[BRANO SCELTO]

Il Fatto 18.11.17
L’ipocrisia del cinema su Brizzi: lo scandalo è una bolla di sapone
Molestie
- Dopo giorni di polemiche ci sono molte accuse anonime e nessuna
denuncia. I grandi artisti tacciono: tutti devono lavorare
di Selvaggia Lucarelli
Mi
dispiace interrompere il suono di campane a festa. In Italia, il
ciclone Brizzi è stato già declassato a tempesta tropicale e la mia
sensazione è che salvo novità eclatanti, nel giro di poco sarà una
leggera brezza marina. So che lo dico mentre i pugni delle donne sono
ancora alzati e gli animi femminili permeati da un luminoso ottimismo,
ma no, non dobbiamo raccontarcela. Rimaniamo lucide. Non c’è alcuna
rivoluzione sociale o culturale in corso.
C’è, al massimo, una
rivoluzione dissuasiva in corso. In questo preciso momento storico
probabilmente registi e produttori sono più cauti nello svelare le
proprie pulsioni. Tengono le mani a posto.

[CONSEGNA A] Elenca ogni riga delle voci che contiene la parola "umbrella", tenendo conto di maiuscole e minuscole.
Il brano e le voci non hanno alcun legame tra loro.

[VOCI DEL DATASET]
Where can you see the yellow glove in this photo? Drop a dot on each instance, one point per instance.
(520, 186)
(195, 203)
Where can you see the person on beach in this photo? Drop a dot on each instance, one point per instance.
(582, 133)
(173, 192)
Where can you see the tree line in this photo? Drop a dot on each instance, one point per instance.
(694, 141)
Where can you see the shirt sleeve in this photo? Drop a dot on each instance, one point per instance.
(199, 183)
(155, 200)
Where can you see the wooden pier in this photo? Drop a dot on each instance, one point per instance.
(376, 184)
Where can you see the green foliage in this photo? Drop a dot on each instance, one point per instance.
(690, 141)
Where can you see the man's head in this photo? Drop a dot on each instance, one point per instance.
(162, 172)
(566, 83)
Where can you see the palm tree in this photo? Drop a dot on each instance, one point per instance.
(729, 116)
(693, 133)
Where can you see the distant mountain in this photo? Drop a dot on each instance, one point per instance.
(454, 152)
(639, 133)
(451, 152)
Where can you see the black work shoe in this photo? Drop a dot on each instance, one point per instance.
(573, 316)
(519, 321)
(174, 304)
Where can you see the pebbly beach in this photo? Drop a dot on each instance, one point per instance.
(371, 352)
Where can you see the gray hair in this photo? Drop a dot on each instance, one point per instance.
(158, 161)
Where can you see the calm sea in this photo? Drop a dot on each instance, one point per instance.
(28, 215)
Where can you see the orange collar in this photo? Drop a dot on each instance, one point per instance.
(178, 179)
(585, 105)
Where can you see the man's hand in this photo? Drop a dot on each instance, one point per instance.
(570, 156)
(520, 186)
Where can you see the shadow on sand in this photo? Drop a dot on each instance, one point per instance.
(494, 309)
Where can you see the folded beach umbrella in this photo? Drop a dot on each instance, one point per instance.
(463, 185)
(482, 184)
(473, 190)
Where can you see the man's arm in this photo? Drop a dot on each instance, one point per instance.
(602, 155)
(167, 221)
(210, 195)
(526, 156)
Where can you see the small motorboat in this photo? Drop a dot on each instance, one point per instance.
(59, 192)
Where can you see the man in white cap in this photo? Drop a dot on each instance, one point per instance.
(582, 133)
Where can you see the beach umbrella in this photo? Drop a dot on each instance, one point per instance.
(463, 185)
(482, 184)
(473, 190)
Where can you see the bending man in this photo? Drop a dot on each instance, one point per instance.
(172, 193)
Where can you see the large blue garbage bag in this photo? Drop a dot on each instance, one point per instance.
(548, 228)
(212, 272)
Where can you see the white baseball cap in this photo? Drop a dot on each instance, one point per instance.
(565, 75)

[CONSEGNA B]
Rispondi a queste domande sul brano:
(i) Dopo giorni di polemiche, quante denunce ci sono?
(ii) In Italia, a che cosa è già stato declassato il ciclone Brizzi?
(iii) Quale rivoluzione c'è, al massimo, in corso?

[RISPOSTA A]
Where can you see the folded beach umbrella in this photo? Drop a dot on each instance, one point per instance.
Where can you see the beach umbrella in this photo? Drop a dot on each instance, one point per instance.

[RISPOSTA B]
(i) Nessuna.
(ii) A tempesta tropicale.
(iii) Una rivoluzione dissuasiva.